What you will do >> Read the lines below. Copy out any that hold the string "panel".

Supplied material >>
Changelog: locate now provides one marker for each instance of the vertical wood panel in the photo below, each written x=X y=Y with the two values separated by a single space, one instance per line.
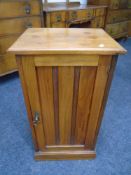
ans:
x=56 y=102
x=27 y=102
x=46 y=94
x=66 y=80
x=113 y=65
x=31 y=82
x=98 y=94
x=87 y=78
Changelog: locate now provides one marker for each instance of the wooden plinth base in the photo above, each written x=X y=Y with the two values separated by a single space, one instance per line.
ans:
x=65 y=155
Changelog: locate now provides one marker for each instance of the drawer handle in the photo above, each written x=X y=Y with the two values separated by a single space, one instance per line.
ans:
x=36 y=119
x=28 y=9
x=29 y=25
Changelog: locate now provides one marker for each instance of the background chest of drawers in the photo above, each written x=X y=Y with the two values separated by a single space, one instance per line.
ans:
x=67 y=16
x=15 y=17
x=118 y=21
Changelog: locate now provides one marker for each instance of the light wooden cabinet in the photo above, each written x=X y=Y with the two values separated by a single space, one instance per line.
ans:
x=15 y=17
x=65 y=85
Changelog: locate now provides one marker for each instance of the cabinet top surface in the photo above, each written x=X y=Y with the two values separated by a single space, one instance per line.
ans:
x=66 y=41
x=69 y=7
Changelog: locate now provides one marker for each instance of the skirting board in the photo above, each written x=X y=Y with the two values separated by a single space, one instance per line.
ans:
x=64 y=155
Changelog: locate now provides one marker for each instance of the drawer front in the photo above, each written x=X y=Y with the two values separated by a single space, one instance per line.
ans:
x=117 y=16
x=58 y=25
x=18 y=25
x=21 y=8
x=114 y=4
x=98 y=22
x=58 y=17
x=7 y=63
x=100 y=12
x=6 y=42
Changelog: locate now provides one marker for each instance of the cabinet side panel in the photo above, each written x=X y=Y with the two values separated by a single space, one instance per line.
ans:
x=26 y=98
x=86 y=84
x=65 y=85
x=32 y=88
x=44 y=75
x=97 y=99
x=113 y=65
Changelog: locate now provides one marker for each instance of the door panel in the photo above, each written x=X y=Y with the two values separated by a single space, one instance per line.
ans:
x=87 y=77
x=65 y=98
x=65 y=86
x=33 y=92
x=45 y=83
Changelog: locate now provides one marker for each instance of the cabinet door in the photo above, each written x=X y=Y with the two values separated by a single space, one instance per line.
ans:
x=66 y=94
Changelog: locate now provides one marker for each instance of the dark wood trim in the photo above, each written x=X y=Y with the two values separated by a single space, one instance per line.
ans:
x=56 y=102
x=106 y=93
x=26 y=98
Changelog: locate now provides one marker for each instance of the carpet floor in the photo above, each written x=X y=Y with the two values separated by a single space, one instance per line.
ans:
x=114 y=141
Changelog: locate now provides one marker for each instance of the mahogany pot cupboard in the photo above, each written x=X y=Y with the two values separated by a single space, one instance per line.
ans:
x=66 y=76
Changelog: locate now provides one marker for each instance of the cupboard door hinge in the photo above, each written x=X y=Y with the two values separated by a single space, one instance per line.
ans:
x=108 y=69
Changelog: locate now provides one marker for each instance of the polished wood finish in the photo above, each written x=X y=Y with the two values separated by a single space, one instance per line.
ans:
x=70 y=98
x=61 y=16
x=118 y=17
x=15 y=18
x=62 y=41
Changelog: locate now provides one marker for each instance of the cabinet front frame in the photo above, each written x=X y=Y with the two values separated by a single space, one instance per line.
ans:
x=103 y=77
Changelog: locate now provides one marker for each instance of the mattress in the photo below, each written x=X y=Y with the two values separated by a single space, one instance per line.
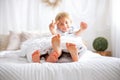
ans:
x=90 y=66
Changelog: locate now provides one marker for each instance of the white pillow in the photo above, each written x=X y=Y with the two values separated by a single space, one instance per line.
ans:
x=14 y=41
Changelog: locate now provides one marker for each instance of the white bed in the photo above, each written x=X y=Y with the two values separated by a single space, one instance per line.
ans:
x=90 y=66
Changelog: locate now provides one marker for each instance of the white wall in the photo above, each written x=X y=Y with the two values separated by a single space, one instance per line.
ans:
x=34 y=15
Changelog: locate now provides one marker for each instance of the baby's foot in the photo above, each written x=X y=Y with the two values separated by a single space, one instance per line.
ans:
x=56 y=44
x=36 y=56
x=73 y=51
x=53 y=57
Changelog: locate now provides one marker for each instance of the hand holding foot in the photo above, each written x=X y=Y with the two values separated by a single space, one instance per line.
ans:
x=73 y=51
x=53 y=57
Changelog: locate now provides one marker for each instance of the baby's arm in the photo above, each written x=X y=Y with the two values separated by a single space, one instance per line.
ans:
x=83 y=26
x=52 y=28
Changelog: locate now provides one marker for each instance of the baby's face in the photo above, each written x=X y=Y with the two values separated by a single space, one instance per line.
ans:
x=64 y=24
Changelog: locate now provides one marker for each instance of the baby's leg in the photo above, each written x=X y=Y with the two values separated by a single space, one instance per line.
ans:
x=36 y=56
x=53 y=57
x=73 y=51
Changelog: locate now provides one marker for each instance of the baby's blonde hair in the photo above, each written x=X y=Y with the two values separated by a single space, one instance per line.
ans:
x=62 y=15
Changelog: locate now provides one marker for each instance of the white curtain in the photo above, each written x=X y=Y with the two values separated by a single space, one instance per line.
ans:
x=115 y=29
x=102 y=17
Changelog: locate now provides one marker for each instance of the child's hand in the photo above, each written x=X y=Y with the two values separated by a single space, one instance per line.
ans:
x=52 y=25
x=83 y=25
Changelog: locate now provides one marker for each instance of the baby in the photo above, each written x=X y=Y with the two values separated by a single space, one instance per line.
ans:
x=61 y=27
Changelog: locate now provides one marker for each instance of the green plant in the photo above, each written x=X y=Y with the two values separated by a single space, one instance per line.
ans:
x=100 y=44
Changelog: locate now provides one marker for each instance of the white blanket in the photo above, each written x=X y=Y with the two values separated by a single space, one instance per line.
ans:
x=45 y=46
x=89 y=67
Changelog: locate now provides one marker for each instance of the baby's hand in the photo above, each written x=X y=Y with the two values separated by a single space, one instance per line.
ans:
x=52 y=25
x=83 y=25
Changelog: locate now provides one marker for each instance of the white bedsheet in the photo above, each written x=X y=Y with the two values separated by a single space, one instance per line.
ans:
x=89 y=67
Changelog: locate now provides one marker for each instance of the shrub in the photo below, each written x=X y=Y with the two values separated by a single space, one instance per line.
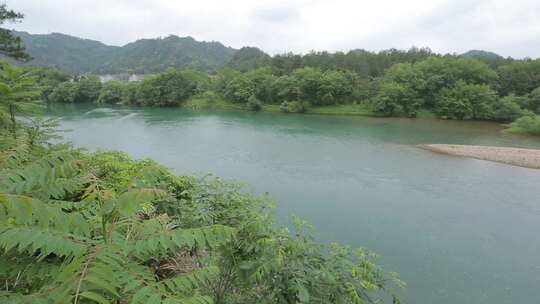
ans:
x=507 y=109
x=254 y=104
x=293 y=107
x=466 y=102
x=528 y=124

Exercise response >>
Changelog: locate now provides one marker for each instance of the vertical wood panel in the photo below, each written x=X y=Y with the two values separated by a single space, one instance per line.
Changelog: locate now provides one marker for each instance of the cabinet side panel in the photo above, each written x=X y=Y with the two values separated by a single space, one instance per line.
Changelog: locate now provides one marker for each instance of the door panel in the photo above, each written x=X y=Y with the two values separated by a single space, one instance per line.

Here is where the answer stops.